INSTRUCTIONS TO FOLLOW =>
According to the article on the mineral nashite, in which mine were nashite crystals good enough to analyze first collected?

SOURCE DOCUMENT =>
*****
May 14, 2013 – A new bluish-green mineral discovered in abandoned uranium mines in Colorado and Utah has been named nashite in honor of University of Utah geology and geophysics Professor Barbara Nash, who has studied related minerals.
“I’m thrilled and honored to have received this recognition from my colleagues,” says Nash. “But I can understand that for most people it probably isn’t obvious just how satisfying it can be to have ‘ite’ added to your last name.”
The mineral was named for Nash by Salt Lake City mineral collector Joe Marty, a retired medical technologist at the University of Utah School of Medicine, and three other researchers who wrote a study describing and characterizing nashite.
“Since she has been so involved in describing these new minerals, the authors felt it was important for her to be recognized,” says Marty, who explores old mines and also discovered related “decavanadate” minerals named rakovanite, hughesite, postite and gunterite.
Marty discovered nashite in April 2010 on sandstone blocks in the St. Jude mine in the Slick Rock mining district of San Miguel County, Colo. But crystals of nashite good enough to be analyzed were not collected until February 2011, when Marty found them in the Little Eva mine in the Yellow Cat mining district of Grand County, Utah.
Nash is known for her study of the origin and chemistry of volcanic rocks, including those spewed by massive eruptions of the Yellowstone hotspot during the past 16 million years. She also has done extensive chemical analysis of the other vanadium minerals found by Marty.
Nashite – like the other vanadium minerals called decavanadates – comes from the Colorado-Utah uranium-vanadium or “uravan” mineral belt. But unlike most of the group’s other minerals, which are brilliant orange, nashite is transparent bluish-green with a light bluish-green streak.
That unusual color results from the fact that nashite is the first known decavanadate mineral to exhibit an unusual atomic arrangement known as an “intravalence charge transfer” between the mineral’s vanadium atoms.
Nashite’s chemical formula is Na3Ca2[(V4+V5+9)O28].24H2O, and Nash says it can be referred to as sodium calcium vanadate.
Probing the Makeup of Newly Discovered Minerals
Since 1970, Nash has directed the University of Utah’s Electron Microprobe Laboratory, which uses a focused electron beam and X-ray spectroscopy to measure the amounts of specific elements within solid materials, and thus identify the chemical makeup of those materials.
*****
RECORD SET =>
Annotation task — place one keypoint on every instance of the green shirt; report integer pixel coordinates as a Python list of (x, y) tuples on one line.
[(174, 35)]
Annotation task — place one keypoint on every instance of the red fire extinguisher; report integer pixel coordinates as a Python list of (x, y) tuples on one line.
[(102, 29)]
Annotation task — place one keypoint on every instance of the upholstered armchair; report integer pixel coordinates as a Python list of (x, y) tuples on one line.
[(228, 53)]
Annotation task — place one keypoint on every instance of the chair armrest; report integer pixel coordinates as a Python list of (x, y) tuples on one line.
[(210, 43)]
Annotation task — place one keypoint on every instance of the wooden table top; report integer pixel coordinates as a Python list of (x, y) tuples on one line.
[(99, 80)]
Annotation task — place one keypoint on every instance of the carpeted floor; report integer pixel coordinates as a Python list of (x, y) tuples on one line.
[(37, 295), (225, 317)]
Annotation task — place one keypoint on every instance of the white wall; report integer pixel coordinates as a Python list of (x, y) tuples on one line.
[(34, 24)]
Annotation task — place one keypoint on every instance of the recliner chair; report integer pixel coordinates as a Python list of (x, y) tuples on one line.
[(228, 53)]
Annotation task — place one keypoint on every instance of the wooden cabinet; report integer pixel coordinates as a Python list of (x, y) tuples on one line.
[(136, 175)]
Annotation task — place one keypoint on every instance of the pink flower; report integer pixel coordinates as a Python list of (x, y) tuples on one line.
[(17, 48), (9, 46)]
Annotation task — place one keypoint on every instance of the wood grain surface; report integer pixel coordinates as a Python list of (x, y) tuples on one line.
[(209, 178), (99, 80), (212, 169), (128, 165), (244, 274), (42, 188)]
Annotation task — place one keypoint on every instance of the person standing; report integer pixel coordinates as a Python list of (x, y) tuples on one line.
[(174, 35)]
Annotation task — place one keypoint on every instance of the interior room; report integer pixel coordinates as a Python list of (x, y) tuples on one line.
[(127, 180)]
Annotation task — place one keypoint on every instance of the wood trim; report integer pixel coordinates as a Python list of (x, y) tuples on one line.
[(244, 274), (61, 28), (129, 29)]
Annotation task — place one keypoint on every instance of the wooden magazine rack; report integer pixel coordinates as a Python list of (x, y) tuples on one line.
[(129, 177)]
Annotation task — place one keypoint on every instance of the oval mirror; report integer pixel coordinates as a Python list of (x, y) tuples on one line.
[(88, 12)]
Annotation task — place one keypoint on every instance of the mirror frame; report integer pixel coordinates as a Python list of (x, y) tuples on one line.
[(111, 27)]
*****
ANSWER BOX =>
The Little Eva mine, in the Yellow Cat mining district of Grand County, Utah.